Written exercise -
Can you write out the entries below, starting from their opening line and ending with the line that contains "[[128, 190]]", with both of those lines included?

Provided records -
# # # # # # #

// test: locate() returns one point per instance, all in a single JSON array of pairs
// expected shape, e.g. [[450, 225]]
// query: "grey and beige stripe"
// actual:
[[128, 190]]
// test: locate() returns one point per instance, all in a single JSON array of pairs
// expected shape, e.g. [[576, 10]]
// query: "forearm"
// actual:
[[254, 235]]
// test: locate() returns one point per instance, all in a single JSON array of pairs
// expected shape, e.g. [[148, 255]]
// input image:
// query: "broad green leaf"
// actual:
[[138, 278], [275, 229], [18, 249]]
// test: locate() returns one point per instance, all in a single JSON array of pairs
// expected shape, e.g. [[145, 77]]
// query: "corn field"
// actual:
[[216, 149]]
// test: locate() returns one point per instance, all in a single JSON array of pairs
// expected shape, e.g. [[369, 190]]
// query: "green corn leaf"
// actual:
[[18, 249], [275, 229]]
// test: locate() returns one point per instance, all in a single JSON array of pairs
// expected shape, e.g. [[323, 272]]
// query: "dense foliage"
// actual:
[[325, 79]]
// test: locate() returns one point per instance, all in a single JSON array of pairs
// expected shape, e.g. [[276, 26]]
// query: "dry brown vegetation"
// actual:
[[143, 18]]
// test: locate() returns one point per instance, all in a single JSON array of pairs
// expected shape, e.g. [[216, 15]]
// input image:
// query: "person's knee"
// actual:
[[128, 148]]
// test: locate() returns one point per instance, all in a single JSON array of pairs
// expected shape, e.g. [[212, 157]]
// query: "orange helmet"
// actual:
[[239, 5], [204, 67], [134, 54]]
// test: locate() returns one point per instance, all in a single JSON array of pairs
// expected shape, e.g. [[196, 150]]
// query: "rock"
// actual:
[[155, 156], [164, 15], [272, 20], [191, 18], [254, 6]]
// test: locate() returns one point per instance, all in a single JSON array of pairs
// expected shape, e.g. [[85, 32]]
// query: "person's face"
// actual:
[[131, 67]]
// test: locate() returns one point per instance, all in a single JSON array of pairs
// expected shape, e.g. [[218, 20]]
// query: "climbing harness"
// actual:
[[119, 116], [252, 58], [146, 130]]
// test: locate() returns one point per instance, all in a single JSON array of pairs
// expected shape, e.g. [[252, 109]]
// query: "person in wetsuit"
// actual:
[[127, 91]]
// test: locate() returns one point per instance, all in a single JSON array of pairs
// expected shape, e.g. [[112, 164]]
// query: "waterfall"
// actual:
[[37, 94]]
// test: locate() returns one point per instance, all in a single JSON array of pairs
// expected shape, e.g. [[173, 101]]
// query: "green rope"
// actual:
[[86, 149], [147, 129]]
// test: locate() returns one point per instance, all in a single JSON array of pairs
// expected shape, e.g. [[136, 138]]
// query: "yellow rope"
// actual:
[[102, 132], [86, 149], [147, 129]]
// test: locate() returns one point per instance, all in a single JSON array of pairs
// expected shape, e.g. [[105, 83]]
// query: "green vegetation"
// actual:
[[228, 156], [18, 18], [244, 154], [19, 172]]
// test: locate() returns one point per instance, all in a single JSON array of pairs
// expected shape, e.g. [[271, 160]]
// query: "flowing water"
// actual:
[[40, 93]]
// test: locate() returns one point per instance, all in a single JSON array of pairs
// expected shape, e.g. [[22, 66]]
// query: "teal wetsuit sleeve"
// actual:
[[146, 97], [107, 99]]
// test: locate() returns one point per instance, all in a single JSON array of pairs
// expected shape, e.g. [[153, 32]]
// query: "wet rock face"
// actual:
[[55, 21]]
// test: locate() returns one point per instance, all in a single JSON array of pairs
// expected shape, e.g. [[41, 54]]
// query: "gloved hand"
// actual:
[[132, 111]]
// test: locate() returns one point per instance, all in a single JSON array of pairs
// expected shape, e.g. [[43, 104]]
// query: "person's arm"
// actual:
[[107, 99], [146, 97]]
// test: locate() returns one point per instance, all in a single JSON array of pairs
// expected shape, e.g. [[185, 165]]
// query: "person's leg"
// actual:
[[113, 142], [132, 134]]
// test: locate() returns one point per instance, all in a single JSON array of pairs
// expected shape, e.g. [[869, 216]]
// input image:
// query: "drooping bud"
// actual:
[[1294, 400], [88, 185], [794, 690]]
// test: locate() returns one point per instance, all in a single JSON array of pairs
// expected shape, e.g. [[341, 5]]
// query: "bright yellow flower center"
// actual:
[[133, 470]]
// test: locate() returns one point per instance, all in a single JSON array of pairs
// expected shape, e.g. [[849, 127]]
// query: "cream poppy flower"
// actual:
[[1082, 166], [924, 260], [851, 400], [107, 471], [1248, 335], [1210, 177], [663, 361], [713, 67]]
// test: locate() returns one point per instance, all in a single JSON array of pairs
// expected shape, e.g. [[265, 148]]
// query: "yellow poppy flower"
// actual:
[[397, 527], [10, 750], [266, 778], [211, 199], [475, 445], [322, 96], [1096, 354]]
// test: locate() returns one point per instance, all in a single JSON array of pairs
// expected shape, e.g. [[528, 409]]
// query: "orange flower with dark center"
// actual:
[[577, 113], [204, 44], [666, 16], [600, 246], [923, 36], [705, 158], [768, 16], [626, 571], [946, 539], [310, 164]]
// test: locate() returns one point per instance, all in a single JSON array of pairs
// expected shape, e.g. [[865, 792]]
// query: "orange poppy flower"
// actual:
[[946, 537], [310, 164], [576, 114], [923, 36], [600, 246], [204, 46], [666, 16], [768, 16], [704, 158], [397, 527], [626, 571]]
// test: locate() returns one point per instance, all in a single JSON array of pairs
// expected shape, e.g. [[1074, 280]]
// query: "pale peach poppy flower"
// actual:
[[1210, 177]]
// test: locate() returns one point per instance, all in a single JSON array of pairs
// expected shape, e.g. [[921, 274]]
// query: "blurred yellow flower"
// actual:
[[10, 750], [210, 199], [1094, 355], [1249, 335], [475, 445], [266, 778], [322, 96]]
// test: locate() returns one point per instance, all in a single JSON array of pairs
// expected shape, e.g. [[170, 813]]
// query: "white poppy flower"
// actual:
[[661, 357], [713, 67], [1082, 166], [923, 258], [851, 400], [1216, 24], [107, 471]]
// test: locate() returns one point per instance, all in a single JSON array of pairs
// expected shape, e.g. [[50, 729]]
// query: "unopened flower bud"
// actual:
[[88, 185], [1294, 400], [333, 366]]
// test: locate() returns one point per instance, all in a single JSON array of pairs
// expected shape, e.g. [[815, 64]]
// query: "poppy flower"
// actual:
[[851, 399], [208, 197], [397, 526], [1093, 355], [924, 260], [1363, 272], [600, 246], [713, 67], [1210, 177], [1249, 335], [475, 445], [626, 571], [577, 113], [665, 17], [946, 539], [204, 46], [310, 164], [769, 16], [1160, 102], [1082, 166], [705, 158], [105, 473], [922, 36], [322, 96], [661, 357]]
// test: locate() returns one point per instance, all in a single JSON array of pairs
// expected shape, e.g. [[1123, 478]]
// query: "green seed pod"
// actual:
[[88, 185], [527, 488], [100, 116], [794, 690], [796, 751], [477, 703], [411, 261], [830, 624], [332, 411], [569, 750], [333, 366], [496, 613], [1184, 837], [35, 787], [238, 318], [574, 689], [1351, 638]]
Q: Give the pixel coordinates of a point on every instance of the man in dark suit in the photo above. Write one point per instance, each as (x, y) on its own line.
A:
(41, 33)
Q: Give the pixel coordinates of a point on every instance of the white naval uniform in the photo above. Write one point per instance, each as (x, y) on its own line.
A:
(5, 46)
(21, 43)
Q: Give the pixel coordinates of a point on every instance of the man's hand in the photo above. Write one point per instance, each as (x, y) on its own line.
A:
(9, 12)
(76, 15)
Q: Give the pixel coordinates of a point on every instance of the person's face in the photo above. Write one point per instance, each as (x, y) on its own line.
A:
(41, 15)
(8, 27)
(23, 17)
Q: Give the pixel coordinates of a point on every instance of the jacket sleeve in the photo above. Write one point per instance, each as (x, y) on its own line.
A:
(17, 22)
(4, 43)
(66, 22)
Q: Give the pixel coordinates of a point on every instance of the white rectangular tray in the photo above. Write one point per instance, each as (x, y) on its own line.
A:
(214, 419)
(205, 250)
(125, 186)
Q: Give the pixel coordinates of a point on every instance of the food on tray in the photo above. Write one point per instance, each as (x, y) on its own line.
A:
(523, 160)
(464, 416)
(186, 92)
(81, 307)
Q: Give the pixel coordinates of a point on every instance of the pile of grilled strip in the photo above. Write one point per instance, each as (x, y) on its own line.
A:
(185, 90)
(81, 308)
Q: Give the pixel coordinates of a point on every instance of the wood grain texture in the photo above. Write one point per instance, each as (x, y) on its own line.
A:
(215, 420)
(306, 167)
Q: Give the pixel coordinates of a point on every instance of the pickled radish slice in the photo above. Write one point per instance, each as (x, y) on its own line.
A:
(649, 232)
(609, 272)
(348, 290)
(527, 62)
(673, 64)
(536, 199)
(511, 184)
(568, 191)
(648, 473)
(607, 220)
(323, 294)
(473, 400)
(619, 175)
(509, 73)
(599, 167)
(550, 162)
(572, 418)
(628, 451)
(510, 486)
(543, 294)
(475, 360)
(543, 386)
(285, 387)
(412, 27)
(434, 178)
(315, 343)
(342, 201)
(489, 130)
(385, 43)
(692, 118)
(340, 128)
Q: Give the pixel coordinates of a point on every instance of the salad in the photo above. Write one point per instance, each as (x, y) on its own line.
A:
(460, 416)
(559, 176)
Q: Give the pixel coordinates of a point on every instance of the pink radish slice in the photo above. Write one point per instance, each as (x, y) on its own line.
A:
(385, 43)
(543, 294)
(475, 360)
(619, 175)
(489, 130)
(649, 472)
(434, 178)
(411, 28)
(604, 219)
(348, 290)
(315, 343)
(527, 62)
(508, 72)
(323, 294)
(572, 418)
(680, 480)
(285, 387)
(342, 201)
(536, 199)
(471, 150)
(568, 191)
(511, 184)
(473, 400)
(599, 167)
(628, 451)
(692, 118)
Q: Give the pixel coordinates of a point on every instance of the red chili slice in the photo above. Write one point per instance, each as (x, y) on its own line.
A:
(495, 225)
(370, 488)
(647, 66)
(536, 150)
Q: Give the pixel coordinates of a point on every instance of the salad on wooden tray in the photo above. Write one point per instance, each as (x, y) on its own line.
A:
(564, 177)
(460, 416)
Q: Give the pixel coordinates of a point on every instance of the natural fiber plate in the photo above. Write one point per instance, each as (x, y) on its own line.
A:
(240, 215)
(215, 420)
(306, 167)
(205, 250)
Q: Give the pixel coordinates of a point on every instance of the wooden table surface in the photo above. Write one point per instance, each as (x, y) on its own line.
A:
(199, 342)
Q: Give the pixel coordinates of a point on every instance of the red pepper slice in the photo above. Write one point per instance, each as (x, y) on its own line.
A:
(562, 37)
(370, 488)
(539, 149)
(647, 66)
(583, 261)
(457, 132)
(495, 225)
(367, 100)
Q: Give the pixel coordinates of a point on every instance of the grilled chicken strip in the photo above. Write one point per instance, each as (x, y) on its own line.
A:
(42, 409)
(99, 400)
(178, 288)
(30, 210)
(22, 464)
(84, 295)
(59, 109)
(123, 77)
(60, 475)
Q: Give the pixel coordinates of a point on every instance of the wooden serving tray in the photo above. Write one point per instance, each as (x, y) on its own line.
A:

# # # # # # #

Solution for this task -
// test: locate() returns one point per instance, all in a single JSON array of pairs
// expected shape, e.g. [[450, 225]]
// query: "grey and beige stripe"
// actual:
[[128, 190]]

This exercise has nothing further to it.